• INSTRUCTIONS FOR THE TASK
Exactly reproduce each record listed below.

• EXERCISE DATA
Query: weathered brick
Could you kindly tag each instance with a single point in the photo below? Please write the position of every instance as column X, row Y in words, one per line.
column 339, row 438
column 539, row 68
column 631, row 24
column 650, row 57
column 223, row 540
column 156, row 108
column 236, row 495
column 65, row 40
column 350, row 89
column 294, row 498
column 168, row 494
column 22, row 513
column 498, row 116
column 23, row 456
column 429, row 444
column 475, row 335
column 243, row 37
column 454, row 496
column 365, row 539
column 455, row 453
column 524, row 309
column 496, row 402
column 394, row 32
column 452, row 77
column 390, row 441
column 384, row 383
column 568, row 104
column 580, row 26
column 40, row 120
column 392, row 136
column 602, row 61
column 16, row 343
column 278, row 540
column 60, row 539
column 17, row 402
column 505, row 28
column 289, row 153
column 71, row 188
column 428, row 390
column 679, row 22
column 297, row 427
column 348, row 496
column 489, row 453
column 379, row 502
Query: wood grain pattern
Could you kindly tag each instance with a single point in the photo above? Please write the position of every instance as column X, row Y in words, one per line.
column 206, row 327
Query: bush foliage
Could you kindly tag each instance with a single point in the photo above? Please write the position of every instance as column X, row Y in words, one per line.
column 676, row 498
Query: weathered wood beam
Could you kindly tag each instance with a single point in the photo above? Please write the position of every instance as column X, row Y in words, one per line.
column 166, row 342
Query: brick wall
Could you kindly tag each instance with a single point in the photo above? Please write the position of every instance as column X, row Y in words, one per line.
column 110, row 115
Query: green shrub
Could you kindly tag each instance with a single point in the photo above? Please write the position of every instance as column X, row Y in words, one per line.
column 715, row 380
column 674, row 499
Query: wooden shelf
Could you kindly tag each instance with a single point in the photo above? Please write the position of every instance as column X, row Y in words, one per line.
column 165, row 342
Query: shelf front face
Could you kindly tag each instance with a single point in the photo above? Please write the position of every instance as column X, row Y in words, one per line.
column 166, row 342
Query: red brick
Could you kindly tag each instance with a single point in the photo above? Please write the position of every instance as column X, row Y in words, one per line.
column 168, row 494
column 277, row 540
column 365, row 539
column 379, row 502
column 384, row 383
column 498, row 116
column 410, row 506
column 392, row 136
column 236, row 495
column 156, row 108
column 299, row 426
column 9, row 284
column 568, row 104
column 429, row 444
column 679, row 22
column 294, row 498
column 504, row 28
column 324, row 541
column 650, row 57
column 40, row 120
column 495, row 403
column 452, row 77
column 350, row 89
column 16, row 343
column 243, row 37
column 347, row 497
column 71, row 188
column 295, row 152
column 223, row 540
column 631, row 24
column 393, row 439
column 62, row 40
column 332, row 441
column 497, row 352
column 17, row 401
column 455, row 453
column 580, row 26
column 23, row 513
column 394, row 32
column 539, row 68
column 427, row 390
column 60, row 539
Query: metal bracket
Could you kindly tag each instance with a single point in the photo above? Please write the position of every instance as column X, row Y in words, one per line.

• RESULT FOR THIS EXERCISE
Query: weathered brick
Could you kindly tag each instance with a single point in the photo below? Please write the position of every instance as column X, row Y in words, one per line.
column 339, row 438
column 539, row 68
column 631, row 24
column 650, row 57
column 223, row 540
column 156, row 108
column 236, row 495
column 65, row 40
column 350, row 89
column 294, row 498
column 168, row 494
column 22, row 513
column 498, row 116
column 23, row 456
column 429, row 444
column 475, row 335
column 243, row 37
column 454, row 496
column 365, row 539
column 455, row 453
column 524, row 309
column 496, row 402
column 394, row 32
column 452, row 77
column 390, row 441
column 384, row 383
column 568, row 104
column 580, row 26
column 40, row 120
column 392, row 136
column 602, row 61
column 16, row 343
column 278, row 540
column 60, row 539
column 17, row 402
column 505, row 28
column 289, row 153
column 71, row 188
column 428, row 390
column 679, row 22
column 297, row 427
column 348, row 496
column 489, row 453
column 379, row 502
Query: wood grain pattern
Could you kindly tag each instance with a single point in the photo above? Please write the position of every instance as column X, row Y in words, one per line.
column 206, row 327
Query: bush foliage
Could you kindly tag each instance with a single point in the photo above? Please write the position of every instance as column X, row Y in words, one per line.
column 676, row 498
Query: weathered wood beam
Could you kindly tag each instance with a single point in the photo above? Please write the position of every instance as column X, row Y in words, one per line.
column 166, row 342
Query: brick wall
Could you kindly tag each instance with a single point in the photo above? Please write the position of every instance as column X, row Y in words, one per line.
column 110, row 115
Query: green shrub
Could you kindly tag each instance with a single point in the photo above? Please write the position of every instance as column X, row Y in words, one per line.
column 715, row 380
column 674, row 499
Query: wooden shelf
Could you kindly tag each instance with a single point in the photo above? Please write the position of every instance as column X, row Y in words, one per line.
column 165, row 342
Query: shelf front face
Could you kindly tag each instance with a single point in the photo above? Please write the position of every instance as column X, row Y in words, one per line.
column 166, row 342
Query: red brick
Could you kindly tag each instance with a single point in the photo above? Please write the position of every instance as column X, row Y in words, one per line.
column 168, row 494
column 277, row 540
column 365, row 539
column 379, row 502
column 384, row 383
column 498, row 116
column 410, row 506
column 392, row 136
column 236, row 495
column 156, row 108
column 299, row 426
column 9, row 284
column 568, row 104
column 429, row 444
column 679, row 22
column 294, row 498
column 504, row 28
column 324, row 541
column 650, row 57
column 40, row 120
column 495, row 403
column 452, row 77
column 350, row 89
column 16, row 343
column 243, row 37
column 347, row 497
column 71, row 188
column 295, row 152
column 223, row 540
column 631, row 24
column 393, row 439
column 62, row 40
column 332, row 441
column 497, row 352
column 17, row 401
column 455, row 453
column 580, row 26
column 23, row 513
column 394, row 32
column 539, row 68
column 427, row 390
column 60, row 539
Query: metal bracket
Could you kindly tag each instance with a single point in the photo above? Please write the position of every instance as column X, row Y in words, one per line.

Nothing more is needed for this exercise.